People just love telling women what the *rules* are concerning their appearance. Tall? “You can’t wear that, it’ll be too short on you + it’ll make you look trashy”. That haircut? “Gross. Don’t do it or it’ll make you look *manly*”. Plus size? [Side note — can we all agree to do away with the term *plus size*. We are humans, not soft drink sizes at a fast food chain, your body is beautiful — regardless of size!]. “That’s disgusting, don’t even think about wearing that”.
With body shaming running rampant on the internet, one woman decided to take things into her own hands + show the world that enough is enough — it’s time to stop shaming each other.
A sophomore at Bowling Green State University, writer + editor for the Odyssey Online, Sara Petty joined CHAARG at the start of this year. Prior to joining CHAARG her relationship with fitness was mediocre: “I was like okay, I’ll just go bike for an hour + sit in the sauna + leave.”
After having a *bad* semester, which she defined as “eating a LOT + workout a LITTLE” ++ hearing how CHAARG had positivity transformed her friends + girls on BGSU’s campus, she realized that she wanted to take the next step in her health + fitness journey… so she joined CHAARG: “Now I work out so much harder, have done so many new [fitness activities] + have truly loved it.”
Sara’s favorite part of being #inCHAARG? “It surrounds me with girls who want nothing more than to see you succeed + love yourself. It is more than working out, it is changing your lifestyle with SO many girls to help you.”
This is Sara’s first semester in CHAARG ++ she dove into it head first by participating in the CHAARG Spring Break FitPlan. She shared that she’s learned SO much throughout the past five weeks [“most importantly, I learned how to use machines other than only the bike ; )”]… one of the most important things she learned:
“This body is mine, no matter what it looks like. Chubby with cellulite or toned with a six pack, this body is MINE. It is mine to love ++ to care for, but no matter what shape it’s in, it’s mine. So I better love it in all of its forms.”

(Collected data entries)
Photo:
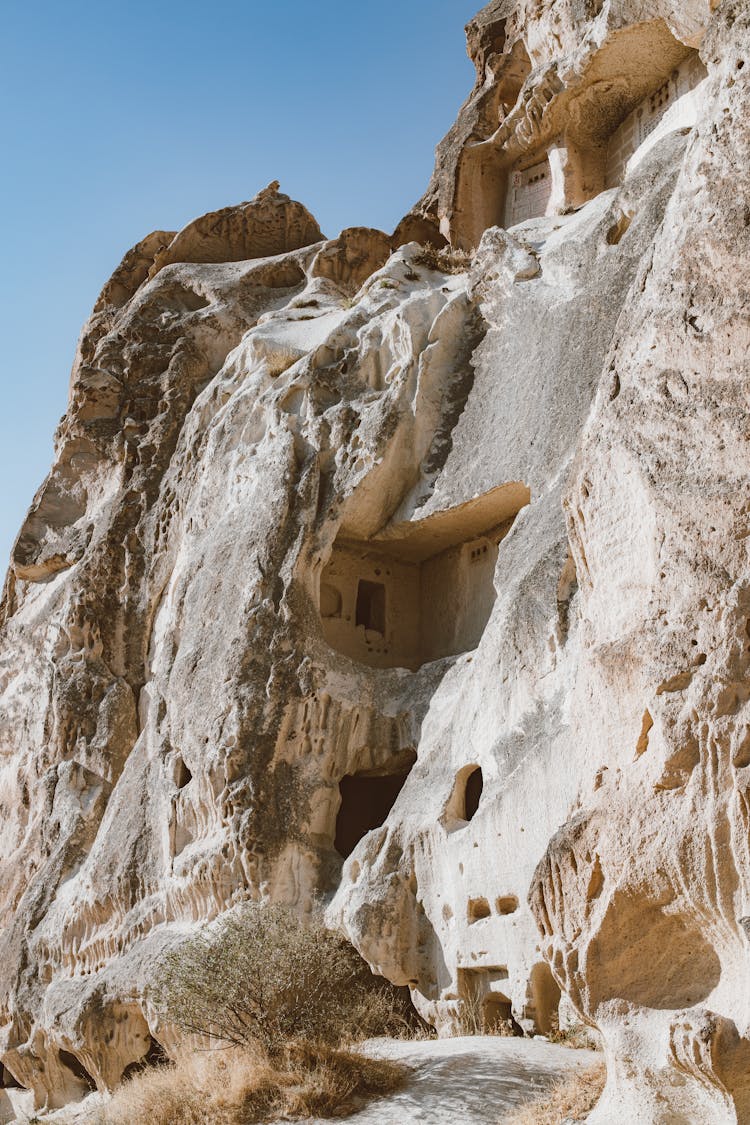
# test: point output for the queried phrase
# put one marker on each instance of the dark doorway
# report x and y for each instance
(7, 1080)
(68, 1059)
(371, 605)
(366, 802)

### AIM OF THE EXERCISE
Copy out the entire article above about Sara Petty and body shaming, word for word.

### ANSWER BOX
People just love telling women what the *rules* are concerning their appearance. Tall? “You can’t wear that, it’ll be too short on you + it’ll make you look trashy”. That haircut? “Gross. Don’t do it or it’ll make you look *manly*”. Plus size? [Side note — can we all agree to do away with the term *plus size*. We are humans, not soft drink sizes at a fast food chain, your body is beautiful — regardless of size!]. “That’s disgusting, don’t even think about wearing that”.
With body shaming running rampant on the internet, one woman decided to take things into her own hands + show the world that enough is enough — it’s time to stop shaming each other.
A sophomore at Bowling Green State University, writer + editor for the Odyssey Online, Sara Petty joined CHAARG at the start of this year. Prior to joining CHAARG her relationship with fitness was mediocre: “I was like okay, I’ll just go bike for an hour + sit in the sauna + leave.”
After having a *bad* semester, which she defined as “eating a LOT + workout a LITTLE” ++ hearing how CHAARG had positivity transformed her friends + girls on BGSU’s campus, she realized that she wanted to take the next step in her health + fitness journey… so she joined CHAARG: “Now I work out so much harder, have done so many new [fitness activities] + have truly loved it.”
Sara’s favorite part of being #inCHAARG? “It surrounds me with girls who want nothing more than to see you succeed + love yourself. It is more than working out, it is changing your lifestyle with SO many girls to help you.”
This is Sara’s first semester in CHAARG ++ she dove into it head first by participating in the CHAARG Spring Break FitPlan. She shared that she’s learned SO much throughout the past five weeks [“most importantly, I learned how to use machines other than only the bike ; )”]… one of the most important things she learned:
“This body is mine, no matter what it looks like. Chubby with cellulite or toned with a six pack, this body is MINE. It is mine to love ++ to care for, but no matter what shape it’s in, it’s mine. So I better love it in all of its forms.”